[EXERCISE DESCRIPTION]
Among the entries below, find every line that has "each" and pull it out.

START DATA TO EXAMINE

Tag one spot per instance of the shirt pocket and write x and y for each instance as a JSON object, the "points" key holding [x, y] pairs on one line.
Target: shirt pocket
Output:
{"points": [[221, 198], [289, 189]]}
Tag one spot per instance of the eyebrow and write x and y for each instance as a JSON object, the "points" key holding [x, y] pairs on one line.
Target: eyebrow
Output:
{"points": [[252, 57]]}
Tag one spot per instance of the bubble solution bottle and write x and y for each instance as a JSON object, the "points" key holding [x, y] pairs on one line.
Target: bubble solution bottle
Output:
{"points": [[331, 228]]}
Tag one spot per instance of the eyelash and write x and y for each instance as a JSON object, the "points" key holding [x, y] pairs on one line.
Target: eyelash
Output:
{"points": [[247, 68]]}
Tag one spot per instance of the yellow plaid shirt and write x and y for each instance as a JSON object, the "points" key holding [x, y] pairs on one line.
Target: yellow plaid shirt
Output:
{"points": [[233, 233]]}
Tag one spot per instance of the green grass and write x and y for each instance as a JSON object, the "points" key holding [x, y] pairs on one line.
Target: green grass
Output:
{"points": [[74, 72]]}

END DATA TO EXAMINE

[RESULT FOR THIS EXERCISE]
Tag one spot per instance of the shirt pocket and write x and y for each instance as a JSON object, the "points" key holding [x, y] pairs on one line.
Tag one spot per instance of the eyebrow and write x and y for each instance as a JSON object, the "points" key holding [x, y] pairs on one line.
Tag one spot per instance of the bubble solution bottle and write x and y for each instance as a JSON object, the "points" key holding [x, y] pairs on one line.
Tag one spot per instance of the eyelash and write x and y for each instance as a JSON object, the "points" key holding [x, y] pairs on one line.
Tag one spot per instance of the yellow plaid shirt and write x and y for each instance as a JSON object, the "points" key holding [x, y] pairs on one line.
Tag one spot per instance of the green grass and write x and y for each instance as a JSON object, the "points" key holding [x, y] pairs on one line.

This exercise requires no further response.